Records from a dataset

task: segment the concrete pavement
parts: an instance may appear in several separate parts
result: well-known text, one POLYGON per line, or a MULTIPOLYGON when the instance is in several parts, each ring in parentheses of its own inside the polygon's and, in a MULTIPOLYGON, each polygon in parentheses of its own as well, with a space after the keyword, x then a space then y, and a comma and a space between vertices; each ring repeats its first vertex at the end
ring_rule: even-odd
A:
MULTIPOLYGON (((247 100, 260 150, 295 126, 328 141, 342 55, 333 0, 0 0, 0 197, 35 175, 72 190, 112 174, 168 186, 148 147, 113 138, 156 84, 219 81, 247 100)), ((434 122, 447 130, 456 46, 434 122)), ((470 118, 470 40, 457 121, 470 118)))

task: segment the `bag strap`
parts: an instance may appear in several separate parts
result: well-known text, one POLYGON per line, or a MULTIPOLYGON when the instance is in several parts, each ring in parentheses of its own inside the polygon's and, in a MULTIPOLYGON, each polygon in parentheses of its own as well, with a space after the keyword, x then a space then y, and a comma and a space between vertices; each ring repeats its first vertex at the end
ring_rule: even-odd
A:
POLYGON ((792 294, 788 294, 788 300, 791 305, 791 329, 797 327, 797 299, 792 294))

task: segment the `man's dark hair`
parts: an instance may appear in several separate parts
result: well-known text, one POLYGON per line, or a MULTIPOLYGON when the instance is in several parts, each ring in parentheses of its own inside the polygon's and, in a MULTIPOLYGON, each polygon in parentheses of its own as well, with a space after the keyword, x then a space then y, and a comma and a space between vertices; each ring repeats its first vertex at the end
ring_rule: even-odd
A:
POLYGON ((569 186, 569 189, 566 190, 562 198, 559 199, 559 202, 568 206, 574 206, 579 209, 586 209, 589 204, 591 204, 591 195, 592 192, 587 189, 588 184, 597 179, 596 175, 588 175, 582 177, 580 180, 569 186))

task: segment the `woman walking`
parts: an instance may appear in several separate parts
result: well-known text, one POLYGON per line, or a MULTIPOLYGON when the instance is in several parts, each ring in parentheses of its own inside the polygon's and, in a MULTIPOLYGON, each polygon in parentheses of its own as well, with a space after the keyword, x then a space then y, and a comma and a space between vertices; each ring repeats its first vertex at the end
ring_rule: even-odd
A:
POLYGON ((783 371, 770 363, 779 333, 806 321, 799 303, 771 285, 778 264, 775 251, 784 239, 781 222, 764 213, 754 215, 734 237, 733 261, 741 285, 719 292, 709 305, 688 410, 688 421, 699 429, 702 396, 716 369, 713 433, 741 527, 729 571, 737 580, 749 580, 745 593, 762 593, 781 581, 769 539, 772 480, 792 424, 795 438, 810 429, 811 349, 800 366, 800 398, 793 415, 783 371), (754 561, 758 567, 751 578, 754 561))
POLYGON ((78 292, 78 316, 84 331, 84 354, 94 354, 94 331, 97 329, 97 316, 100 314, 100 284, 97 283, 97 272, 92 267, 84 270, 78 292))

• Aim of the exercise: Reproduce every record above exactly.

• Solution to the problem:
task: segment the concrete pavement
parts: an instance may appear in several separate parts
result: well-known text, one POLYGON per line, or a MULTIPOLYGON when the instance is in several parts, each ring in parentheses of its own inside the polygon's and, in a MULTIPOLYGON, each polygon in parentheses of its own as well, with a space after the keyword, x then a space then y, and a comma and a space between vertices; each ring repeats its first vertex at the end
ring_rule: even-odd
A:
MULTIPOLYGON (((247 100, 260 150, 295 126, 328 141, 342 55, 333 0, 0 0, 0 197, 35 175, 72 190, 112 174, 168 186, 148 147, 113 138, 156 84, 219 81, 247 100)), ((434 122, 447 130, 456 46, 434 122)), ((470 118, 470 40, 457 121, 470 118)))

task: segment the `bag strap`
parts: an instance may appear in several separate parts
result: well-known text, one POLYGON per line, or a MULTIPOLYGON when the instance is in several parts, each ring in parentheses of its own inside the polygon's and, in a MULTIPOLYGON, each polygon in parentheses of its own as well, with a space after the keyword, x then a space then y, and a comma and a space between vertices; each ring repeats its first vertex at the end
ring_rule: even-odd
A:
POLYGON ((792 294, 788 294, 788 300, 791 305, 791 329, 797 327, 797 299, 792 294))

task: segment the `man's dark hair`
parts: an instance may appear in several separate parts
result: well-known text, one POLYGON per line, or a MULTIPOLYGON when the instance is in several parts, each ring in parentheses of its own inside the polygon's and, in a MULTIPOLYGON, each polygon in parentheses of its own as well, with a space after the keyword, x then a space then y, and a comma and a space between vertices; each ring repeats its first vertex at the end
ring_rule: even-odd
A:
POLYGON ((569 186, 569 189, 566 190, 562 198, 559 199, 559 202, 568 206, 574 206, 579 209, 586 209, 589 204, 591 204, 591 195, 592 192, 587 189, 588 184, 597 179, 596 175, 588 175, 582 177, 580 180, 569 186))

task: segment the `woman walking`
parts: an instance may appear in several separate parts
result: well-known text, one POLYGON per line, or a MULTIPOLYGON when the instance is in several parts, each ring in parentheses of its own inside the polygon's and, in a MULTIPOLYGON, each polygon in parentheses of its own as well, with a space after the keyword, x then a space then y, and a comma and a space between vertices; each ring repeats its first vertex at the end
ring_rule: even-odd
A:
POLYGON ((783 371, 770 363, 779 333, 806 321, 799 303, 771 285, 778 264, 775 251, 784 239, 781 222, 764 213, 754 215, 734 237, 733 261, 741 285, 719 292, 709 305, 688 410, 688 421, 699 429, 702 396, 716 369, 713 433, 741 527, 729 571, 737 580, 749 580, 745 593, 762 593, 781 581, 769 539, 772 480, 792 424, 795 438, 810 429, 811 349, 800 366, 800 398, 793 415, 783 371), (754 561, 758 567, 751 578, 754 561))
POLYGON ((78 292, 78 316, 84 331, 84 354, 94 354, 94 331, 97 329, 97 316, 100 314, 100 284, 97 283, 97 272, 92 267, 84 270, 78 292))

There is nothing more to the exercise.